◆ **Selected extract**:
**********

An individual’s reaction to Zionism often depended on his official position. The mayor was ambivalent; the men of commerce and finance, far from opposing it, made business deals with the newcomers, while the Tahiri branch linked Jewish immigration to the European challenge to the city’s Muslim sanctity. Indeed, it was the British consul James Finn, not a popular figure in the Husaynis’ historical memory, who connected the arrival of the Jews with the restoration of Crusader glory. It is no wonder, then, that Mufti Tahir II led the opposition to this immigration, with a special emphasis on the sale of land, not only within the family but among the Jerusalem notables as a whole. He knew that possession of land indicated a prolonged stay and a claim of ownership, whereas immigration without settlement was transient pilgrimage. There is no point in searching for a non-national motive for this opposition to the permanent settlement of foreigners in your country. While it is true that it arises – as the scholar of nationality Anthony Smith has shown – from the desire to preserve the purity of the tribe, or the religious or geographic community, it is equally true that it is especially forceful when it bears a national character, as Smith’s colleague Benedict Anderson argues.
57

Tahir al-Husayni II was the first national
mufti
to react to Jewish immigration. At the time, there were half a million inhabitants in the territory that would later be demarcated as the British Mandate for Palestine – 80 percent Muslim and only 5 percent Jews – yet Tahir saw every additional Jew as a threat to the holy city. He was especially incensed that the foreign consuls were unreservedly helping Jewish immigrants to buy land by enabling them to do so as European nationals unconstrained by the laws of the Ottoman Empire. Thus the Zionist presence began to establish itself in Palestine despite the Ottoman government’s hostility.

In 1897 the government responded to Tahir’s urging and appointed a committee to examine the question of land purchases. This was the year that the First Zionist Congress was held in Basel, Switzerland. The committee recommended that strict limitations be imposed on Jewish land acquisition, and the government adopted the recommendation.

**********

◆ **Record list**:
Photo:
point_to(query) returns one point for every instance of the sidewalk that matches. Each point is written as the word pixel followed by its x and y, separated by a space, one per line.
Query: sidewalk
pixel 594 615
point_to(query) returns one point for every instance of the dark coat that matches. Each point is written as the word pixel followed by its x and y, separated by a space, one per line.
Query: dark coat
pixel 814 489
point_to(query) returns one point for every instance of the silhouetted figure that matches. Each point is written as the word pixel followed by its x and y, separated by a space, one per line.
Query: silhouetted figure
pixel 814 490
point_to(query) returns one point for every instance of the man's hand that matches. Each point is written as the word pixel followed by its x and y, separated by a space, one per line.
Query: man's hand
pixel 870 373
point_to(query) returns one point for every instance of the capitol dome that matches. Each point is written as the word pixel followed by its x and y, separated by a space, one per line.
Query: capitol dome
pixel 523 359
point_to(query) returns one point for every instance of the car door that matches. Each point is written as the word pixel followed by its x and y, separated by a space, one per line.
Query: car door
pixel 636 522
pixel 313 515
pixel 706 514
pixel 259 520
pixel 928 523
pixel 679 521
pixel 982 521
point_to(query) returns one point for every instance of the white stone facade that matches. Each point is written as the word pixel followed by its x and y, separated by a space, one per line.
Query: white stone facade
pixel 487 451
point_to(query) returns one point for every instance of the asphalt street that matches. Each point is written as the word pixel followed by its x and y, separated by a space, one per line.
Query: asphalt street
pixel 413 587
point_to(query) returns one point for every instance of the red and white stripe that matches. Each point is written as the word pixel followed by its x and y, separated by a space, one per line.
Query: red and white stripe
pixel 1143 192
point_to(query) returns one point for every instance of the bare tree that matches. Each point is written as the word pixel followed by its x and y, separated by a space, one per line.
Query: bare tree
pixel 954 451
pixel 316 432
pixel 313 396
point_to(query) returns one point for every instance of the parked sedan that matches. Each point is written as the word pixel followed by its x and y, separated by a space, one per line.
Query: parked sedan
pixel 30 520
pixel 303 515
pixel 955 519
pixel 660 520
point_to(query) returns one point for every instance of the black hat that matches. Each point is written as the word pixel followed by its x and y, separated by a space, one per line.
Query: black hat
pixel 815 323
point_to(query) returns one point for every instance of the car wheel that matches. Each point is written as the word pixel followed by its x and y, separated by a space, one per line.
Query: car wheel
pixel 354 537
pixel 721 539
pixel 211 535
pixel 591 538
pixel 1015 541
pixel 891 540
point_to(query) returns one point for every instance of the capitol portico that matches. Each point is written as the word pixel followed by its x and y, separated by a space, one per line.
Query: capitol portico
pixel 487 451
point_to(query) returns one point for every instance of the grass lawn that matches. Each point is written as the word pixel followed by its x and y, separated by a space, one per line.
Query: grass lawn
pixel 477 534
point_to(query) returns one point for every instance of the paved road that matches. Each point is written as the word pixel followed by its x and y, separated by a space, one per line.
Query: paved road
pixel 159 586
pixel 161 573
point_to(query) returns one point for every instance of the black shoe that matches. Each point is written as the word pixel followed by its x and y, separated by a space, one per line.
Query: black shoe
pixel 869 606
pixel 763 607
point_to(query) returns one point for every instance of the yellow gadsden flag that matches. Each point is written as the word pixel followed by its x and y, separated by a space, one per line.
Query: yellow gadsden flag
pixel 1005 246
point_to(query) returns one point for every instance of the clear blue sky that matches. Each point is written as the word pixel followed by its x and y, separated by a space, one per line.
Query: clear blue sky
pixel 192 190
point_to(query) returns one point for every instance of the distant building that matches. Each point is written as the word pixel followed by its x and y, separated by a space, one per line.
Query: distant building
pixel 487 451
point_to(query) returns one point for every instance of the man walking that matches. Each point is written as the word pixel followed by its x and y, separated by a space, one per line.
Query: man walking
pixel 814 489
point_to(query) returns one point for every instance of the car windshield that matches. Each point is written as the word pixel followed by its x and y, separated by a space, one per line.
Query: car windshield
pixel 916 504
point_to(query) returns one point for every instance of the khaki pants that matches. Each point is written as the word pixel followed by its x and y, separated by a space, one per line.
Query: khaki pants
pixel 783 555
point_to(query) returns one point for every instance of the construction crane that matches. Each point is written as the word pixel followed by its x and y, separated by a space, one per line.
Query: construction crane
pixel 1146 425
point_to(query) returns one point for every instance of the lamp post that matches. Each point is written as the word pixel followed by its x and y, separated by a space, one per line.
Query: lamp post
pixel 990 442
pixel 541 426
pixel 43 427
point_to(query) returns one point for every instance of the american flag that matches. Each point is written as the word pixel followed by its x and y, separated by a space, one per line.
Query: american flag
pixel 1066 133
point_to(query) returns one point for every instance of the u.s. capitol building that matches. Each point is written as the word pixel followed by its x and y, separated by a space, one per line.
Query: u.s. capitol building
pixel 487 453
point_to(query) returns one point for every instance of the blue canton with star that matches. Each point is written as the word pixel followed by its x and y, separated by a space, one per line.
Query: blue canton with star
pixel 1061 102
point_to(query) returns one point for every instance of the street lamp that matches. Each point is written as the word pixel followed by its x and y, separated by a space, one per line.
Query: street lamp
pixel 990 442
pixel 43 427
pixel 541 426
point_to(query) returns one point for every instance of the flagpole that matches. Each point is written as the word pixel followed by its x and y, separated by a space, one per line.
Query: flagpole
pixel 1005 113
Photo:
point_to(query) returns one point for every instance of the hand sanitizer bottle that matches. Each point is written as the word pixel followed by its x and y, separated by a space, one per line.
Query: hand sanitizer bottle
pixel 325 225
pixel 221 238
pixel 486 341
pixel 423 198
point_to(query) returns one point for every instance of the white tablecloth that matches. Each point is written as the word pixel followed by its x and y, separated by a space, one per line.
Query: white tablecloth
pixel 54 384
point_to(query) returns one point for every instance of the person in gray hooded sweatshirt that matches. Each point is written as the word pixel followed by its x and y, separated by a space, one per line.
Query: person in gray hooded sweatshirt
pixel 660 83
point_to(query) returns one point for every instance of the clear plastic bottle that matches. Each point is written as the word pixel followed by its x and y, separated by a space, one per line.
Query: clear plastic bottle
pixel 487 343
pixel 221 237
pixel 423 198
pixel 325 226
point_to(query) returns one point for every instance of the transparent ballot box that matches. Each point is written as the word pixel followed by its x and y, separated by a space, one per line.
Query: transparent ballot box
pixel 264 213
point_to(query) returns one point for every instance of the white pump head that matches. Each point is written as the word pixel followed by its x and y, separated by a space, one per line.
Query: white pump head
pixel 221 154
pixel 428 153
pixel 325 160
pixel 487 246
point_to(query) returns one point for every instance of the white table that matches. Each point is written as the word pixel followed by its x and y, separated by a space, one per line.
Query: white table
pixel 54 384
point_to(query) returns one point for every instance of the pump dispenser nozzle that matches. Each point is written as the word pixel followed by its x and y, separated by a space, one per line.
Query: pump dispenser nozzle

**********

◆ **Problems**:
**a.** Answer these questions from the passage on Tahir al-Husayni II and Jewish immigration, one per line:
(i) Which British consul linked the arrival of the Jews with the restoration of Crusader glory?
(ii) What percentage of the half million inhabitants were Muslim?
(iii) In what year did the government appoint a committee to examine land purchases?
**b.** Write a continuation of the passage on Tahir al-Husayni II and Jewish immigration, starting after its final sentence.

◆ **The replies**:
**a.**
(i) James Finn
(ii) 80 percent
(iii) 1897

**b.**
But while Tahir was fighting to stop the process, Rabah was selling land to the highest bidder. In 1891, for example, he sold the lands of the village of Qaluniya, lying between Abu Ghosh and Jerusalem, to
the founders of the Motza settlement, led by Yehoshua Yellin. We have seen how Ismail al-Husayni had abused one of the villagers, and it seems that the relations between the villagers and the Husayni family had not improved since. Not only did Rabah sell the land, he helped the Jewish buyers evade the Ottoman law under which the tract in question, categorized as uncultivated, had reverted to state property after three years and was barred from sale. Rabah purchased the land from the village headman and promptly sold it to the Jews. Twenty years earlier Yehoshua Yellin had been one of the Jewish bidders who had competed with Musa al-Husayni for some land in the valley of Jericho, but the government had stopped the Jews from buying it.

It is difficult to determine to what extent members of the family grasped the future potential of Jewish immigration. No doubt they read the newspapers of the time and took in the insights they offered (namely that we cannot analyse how it was received only how it was produced). In 1897 the local press in Jerusalem and Gaza mentioned the opening of the Zionist Congress.
58
It published a letter from Frankfurt reporting that a movement of Jews wishing to return to Palestine had been founded six months previously. The movement, which the letter said was viewed favorably by the United States, Britain and Germany, was called Zionism. It went on to say that, if given permission by the Ottoman Empire, the Zionists proposed to establish in Palestine
masakin
(housing) for Jews who were being persecuted in Russia, Bulgaria and Romania. They promised to develop the agriculture and industry in Palestine, reduce the number of poor people in Europe and promote trade between Europe and the Orient. A correspondent of the newspaper
Al-Muqtataf al-Mufida
reported that the British press was sympathetic to the idea, and stated that there was no reason for the Ottoman Empire to reject such support from Europe or for Europe to object to a reduction of its poor population. The Europeans believed that the Jews, being utterly loyal to the West, would spread its culture and expand its trade and industry.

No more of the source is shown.